WORK TO COMPLETE
Count the lines in the listing below that contain the string "gravestone". Reply with the number alone.

Saved entries:
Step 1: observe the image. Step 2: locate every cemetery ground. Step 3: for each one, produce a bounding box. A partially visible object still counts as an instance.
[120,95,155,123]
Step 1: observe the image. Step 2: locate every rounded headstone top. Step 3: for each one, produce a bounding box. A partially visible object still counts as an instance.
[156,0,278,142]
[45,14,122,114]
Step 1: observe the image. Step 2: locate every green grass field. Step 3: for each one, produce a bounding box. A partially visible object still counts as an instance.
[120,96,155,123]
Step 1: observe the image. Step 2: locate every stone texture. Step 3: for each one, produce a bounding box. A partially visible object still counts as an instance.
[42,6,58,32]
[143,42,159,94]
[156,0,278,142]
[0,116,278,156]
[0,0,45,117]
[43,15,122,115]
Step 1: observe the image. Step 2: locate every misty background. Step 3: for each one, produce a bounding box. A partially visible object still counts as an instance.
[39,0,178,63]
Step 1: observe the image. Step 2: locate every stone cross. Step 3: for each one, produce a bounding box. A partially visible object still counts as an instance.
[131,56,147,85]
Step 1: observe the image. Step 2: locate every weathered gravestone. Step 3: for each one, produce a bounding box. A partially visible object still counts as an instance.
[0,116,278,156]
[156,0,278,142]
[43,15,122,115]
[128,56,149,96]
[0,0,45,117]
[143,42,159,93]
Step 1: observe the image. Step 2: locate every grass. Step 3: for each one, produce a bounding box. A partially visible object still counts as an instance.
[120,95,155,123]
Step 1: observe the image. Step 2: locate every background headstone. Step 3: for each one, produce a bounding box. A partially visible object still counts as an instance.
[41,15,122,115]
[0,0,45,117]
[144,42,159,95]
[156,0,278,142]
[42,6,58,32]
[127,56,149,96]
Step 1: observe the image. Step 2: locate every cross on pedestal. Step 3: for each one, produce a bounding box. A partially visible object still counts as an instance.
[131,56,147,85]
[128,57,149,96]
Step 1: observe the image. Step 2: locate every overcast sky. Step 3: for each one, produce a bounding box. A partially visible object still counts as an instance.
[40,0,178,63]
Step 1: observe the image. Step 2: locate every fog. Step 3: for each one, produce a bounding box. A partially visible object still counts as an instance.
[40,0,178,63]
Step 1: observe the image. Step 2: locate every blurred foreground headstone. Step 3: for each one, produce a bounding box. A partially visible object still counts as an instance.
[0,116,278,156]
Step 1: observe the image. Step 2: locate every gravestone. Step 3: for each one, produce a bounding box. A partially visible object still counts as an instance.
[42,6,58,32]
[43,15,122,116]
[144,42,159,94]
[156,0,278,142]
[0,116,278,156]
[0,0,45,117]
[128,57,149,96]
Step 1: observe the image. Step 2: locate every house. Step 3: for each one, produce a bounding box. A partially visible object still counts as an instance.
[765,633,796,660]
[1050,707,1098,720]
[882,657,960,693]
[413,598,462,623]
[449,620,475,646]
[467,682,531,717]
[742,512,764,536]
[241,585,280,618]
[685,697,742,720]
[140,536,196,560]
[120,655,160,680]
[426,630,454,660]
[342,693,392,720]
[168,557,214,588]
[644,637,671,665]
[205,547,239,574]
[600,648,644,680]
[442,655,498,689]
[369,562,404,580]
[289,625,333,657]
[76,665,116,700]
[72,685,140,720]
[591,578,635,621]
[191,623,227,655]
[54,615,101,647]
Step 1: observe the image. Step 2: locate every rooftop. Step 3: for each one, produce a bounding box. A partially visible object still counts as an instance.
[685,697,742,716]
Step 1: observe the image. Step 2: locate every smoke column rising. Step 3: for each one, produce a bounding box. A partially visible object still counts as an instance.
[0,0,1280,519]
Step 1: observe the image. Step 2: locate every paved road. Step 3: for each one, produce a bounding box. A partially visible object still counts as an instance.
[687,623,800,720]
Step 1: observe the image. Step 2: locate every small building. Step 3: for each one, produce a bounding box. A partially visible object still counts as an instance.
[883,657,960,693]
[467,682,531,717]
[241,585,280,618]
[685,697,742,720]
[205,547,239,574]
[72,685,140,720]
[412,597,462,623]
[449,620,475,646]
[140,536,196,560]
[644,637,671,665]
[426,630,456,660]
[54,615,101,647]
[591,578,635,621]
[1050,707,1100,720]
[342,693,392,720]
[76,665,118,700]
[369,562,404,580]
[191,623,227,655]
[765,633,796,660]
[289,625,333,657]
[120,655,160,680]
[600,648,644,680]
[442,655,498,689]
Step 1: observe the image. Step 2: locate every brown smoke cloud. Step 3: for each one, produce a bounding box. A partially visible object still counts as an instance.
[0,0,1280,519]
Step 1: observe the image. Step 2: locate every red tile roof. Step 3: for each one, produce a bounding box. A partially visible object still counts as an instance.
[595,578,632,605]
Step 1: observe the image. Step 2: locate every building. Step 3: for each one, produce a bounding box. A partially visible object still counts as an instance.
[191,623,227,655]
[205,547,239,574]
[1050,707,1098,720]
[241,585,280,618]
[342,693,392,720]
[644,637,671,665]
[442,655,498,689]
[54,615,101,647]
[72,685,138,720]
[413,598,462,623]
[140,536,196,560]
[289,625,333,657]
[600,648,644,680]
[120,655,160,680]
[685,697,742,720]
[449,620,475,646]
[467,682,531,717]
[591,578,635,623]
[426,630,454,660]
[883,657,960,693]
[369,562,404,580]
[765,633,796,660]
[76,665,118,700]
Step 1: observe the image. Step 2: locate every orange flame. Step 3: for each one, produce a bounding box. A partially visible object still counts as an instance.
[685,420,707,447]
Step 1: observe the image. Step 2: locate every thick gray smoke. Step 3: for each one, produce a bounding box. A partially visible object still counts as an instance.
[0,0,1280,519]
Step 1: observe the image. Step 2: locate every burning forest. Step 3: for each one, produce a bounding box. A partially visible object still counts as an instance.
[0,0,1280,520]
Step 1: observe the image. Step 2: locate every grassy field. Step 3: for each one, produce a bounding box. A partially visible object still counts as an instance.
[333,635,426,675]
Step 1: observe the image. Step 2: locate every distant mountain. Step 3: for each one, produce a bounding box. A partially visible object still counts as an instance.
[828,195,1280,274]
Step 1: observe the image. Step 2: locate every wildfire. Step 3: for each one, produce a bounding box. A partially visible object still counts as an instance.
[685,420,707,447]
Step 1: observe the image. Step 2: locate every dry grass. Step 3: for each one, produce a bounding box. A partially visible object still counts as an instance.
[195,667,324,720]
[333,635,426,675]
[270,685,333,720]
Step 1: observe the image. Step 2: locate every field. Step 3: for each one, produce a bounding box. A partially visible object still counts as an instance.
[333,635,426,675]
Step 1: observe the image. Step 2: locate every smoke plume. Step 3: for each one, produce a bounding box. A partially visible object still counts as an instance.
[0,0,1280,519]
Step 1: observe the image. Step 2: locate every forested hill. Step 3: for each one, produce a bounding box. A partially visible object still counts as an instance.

SOLUTION FOR THIS EXERCISE
2